• **Source records**

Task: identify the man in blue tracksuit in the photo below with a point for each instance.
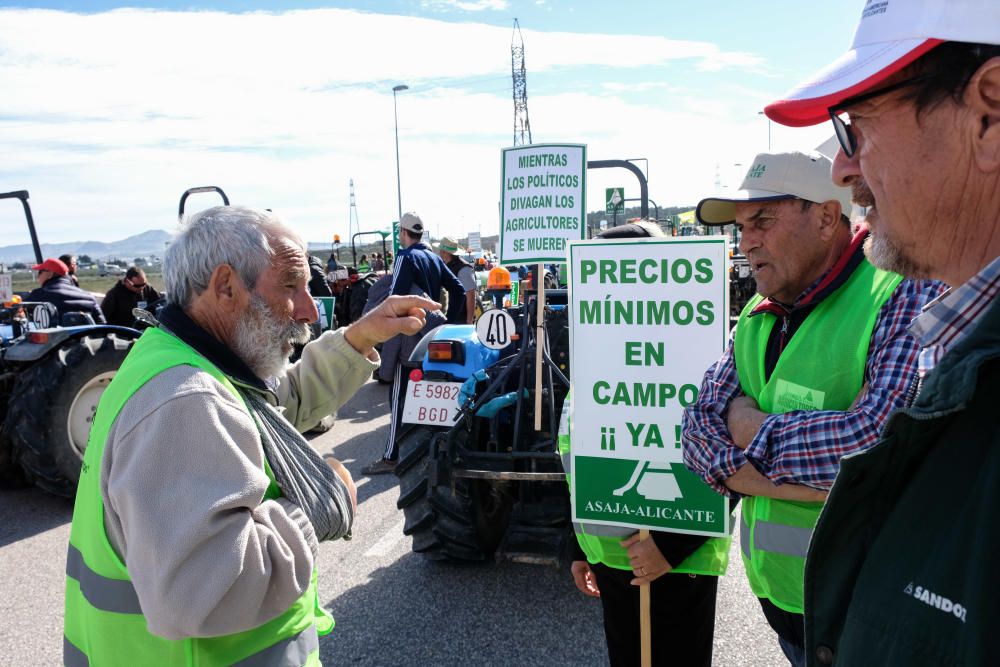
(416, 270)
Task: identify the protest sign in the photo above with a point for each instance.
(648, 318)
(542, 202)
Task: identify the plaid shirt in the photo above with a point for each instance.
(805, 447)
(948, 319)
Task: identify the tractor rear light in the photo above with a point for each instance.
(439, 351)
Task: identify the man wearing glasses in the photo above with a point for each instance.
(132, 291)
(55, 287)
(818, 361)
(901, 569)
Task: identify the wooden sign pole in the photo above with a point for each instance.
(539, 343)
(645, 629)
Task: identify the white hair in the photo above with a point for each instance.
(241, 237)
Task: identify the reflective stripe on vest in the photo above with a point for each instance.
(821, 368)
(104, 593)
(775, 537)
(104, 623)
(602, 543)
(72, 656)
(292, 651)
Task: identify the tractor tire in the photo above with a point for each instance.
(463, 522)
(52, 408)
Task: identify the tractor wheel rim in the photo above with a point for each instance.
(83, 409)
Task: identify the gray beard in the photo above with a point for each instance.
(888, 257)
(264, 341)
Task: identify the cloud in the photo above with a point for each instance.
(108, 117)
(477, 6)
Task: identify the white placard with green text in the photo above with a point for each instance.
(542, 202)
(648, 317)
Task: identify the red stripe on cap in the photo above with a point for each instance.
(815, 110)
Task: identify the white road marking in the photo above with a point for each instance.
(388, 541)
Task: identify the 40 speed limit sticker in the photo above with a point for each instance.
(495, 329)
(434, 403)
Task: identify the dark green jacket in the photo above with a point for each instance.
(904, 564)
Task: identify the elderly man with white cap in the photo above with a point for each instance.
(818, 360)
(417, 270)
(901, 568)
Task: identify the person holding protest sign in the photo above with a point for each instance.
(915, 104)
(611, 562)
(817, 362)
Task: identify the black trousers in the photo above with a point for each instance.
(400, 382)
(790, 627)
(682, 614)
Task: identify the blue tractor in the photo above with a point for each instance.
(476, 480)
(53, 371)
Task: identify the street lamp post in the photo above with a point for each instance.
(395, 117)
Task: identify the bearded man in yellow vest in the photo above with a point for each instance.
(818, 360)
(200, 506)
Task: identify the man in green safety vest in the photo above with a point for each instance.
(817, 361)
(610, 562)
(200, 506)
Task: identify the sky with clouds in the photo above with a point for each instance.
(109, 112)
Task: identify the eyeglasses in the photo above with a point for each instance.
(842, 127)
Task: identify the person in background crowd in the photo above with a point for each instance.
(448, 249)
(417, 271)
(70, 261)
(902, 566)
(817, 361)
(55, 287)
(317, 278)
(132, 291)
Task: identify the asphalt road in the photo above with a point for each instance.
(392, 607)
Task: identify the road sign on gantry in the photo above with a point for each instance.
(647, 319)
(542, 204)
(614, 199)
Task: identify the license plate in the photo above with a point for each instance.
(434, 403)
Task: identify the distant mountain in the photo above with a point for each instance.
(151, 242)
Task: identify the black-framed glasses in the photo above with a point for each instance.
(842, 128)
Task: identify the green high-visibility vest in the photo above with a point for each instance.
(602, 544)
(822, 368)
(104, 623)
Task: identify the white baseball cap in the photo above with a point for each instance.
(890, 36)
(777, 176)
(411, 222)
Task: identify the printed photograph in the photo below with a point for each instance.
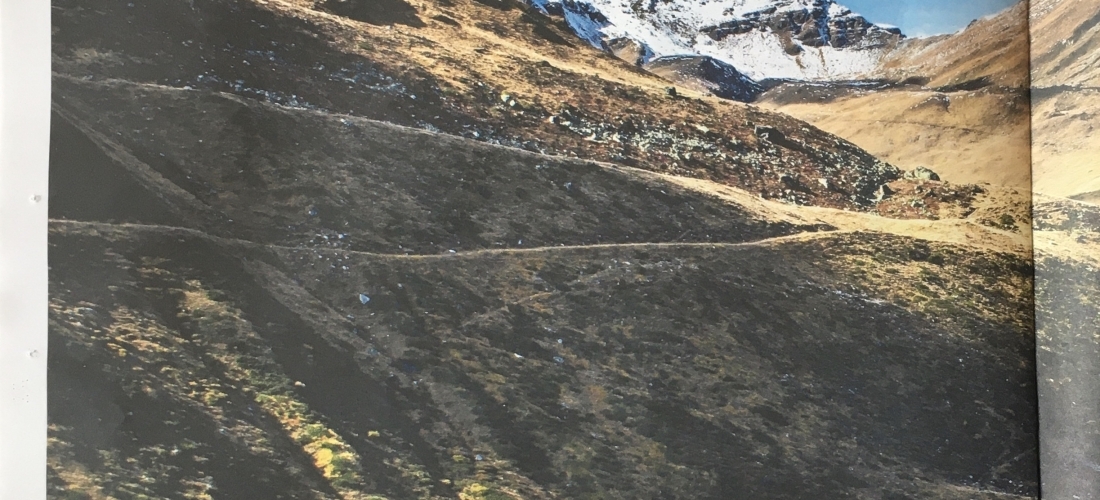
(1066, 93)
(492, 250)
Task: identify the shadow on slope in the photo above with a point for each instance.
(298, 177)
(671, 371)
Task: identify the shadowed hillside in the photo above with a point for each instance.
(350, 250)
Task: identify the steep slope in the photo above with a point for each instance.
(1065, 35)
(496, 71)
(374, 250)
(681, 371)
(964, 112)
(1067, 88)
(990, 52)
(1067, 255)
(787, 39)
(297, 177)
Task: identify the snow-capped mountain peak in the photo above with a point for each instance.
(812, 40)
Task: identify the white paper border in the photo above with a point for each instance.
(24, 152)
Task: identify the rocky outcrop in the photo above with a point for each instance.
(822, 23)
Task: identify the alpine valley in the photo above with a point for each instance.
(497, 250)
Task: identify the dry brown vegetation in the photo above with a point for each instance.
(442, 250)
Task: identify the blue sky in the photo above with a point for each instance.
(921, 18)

• **Exercise**
Reproduce every row above word for word, leaving out the pictures.

• **Correct response**
Task: identify the man in blue tracksuit in the photo below with a point for each instance.
(416, 270)
Task: identify the protest sign in the photo above with a point for each instance.
(648, 318)
(542, 202)
Task: identify the plaid shirt in the photo above with a point for each instance.
(805, 447)
(948, 319)
Task: identify the tractor rear light in the photo above with a point for each instance.
(439, 351)
Task: identify the man wearing glasses in the photo above with a point for each instance.
(132, 291)
(55, 287)
(818, 361)
(901, 569)
Task: identify the wooden sign pole in the photo above with a point for each instance.
(539, 343)
(645, 629)
Task: identify the white hair in the photo above with a point for each instance.
(241, 237)
Task: identify the reflective stripe on vest in the photo above with a point for each instance.
(821, 368)
(104, 593)
(775, 537)
(104, 623)
(602, 543)
(72, 656)
(292, 651)
Task: identify the tractor tire in the photo above with a point for each instance.
(463, 522)
(52, 408)
Task: identify the tractor wheel rim in the photo above with a point for each instance.
(83, 409)
Task: identify the gray beard in the photo above with a point for each instance.
(888, 257)
(264, 341)
Task: identify the cloud in the photo above with a point for each instance.
(108, 117)
(477, 6)
Task: identify the white placard with green text in the photo above with a point for each instance.
(542, 202)
(648, 317)
Task: identify the red stripe on cap in the photo above with a point for each instance.
(815, 110)
Task: identify the white road marking in the photo above with a point for each instance.
(388, 541)
Task: identify the 40 speed limit sticker in the photo above with a point for each instance.
(495, 329)
(434, 403)
Task: identify the dark green jacket in the photo above with a point for each instance.
(904, 564)
Task: identify the elderly man with white cap in the photo above with a point for each instance.
(818, 360)
(417, 270)
(901, 568)
Task: identify the person holding protest sign in the photo above with a point for each instance.
(915, 104)
(611, 562)
(817, 362)
Task: identify the black trousers in the photo above with a point for each instance.
(400, 382)
(790, 627)
(682, 614)
Task: identify the blue tractor in the photo above with a point for each instance.
(476, 480)
(53, 371)
Task: identify the street lamp post in the photo above with a point for each instance.
(395, 117)
Task: identify the bearded man in yellow vest in the photo above with a point for each instance.
(818, 360)
(200, 506)
Task: identify the man in green safety vest in the photo above with a point for each instance.
(817, 361)
(610, 562)
(200, 506)
Task: identify the sky with clouds in the photo above with a point for each instance.
(109, 112)
Task: identify the eyeglasses in the photo above with a point for each instance.
(842, 127)
Task: identify the person in background crowd in the photo above with a point for each instance.
(448, 249)
(417, 271)
(70, 261)
(902, 566)
(817, 361)
(55, 287)
(317, 278)
(132, 291)
Task: identify the asphalt road in the photo above with a point for each instance.
(392, 607)
Task: identify the road sign on gantry in the photo above with a point for each instance.
(647, 319)
(542, 204)
(614, 199)
Task: identify the license plate in the photo above with a point for each instance.
(434, 403)
Task: identify the distant mountain in the photo above with a point for each instance.
(151, 242)
Task: identify the black-framed glasses in the photo above with a point for each instance.
(842, 128)
Task: identify the green high-visibility vest in the photo above with a point for each instance.
(602, 544)
(822, 368)
(104, 623)
Task: identify the white baseball cap in the photo above with a point for each instance.
(890, 36)
(777, 176)
(411, 222)
Task: identify the printed photograph in the photo below with a point for each instance.
(1066, 93)
(492, 250)
Task: identify the shadow on slope in the photo above with a point for each instance.
(298, 177)
(671, 371)
Task: identify the shadowed hillside in the photo above with a point for each instance.
(350, 250)
Task: identify the steep slope in the photo above with a point for each instance.
(1065, 35)
(496, 71)
(374, 250)
(681, 371)
(964, 112)
(1067, 88)
(990, 52)
(1067, 255)
(787, 39)
(297, 177)
Task: identify the snow-capped mountain peak in the photo above with a point for each instance.
(812, 40)
Task: identify the white paper border in the photo above with a point for each instance.
(24, 152)
Task: identify the rocky outcrop in the photo above with a point for each instance.
(822, 23)
Task: identify the alpine valley in the photo above with a point for each instance.
(497, 250)
Task: identify the dry brown vegetation in the photo above with a point for each instance.
(442, 250)
Task: identify the blue sky in the photo above with a point for each instance.
(921, 18)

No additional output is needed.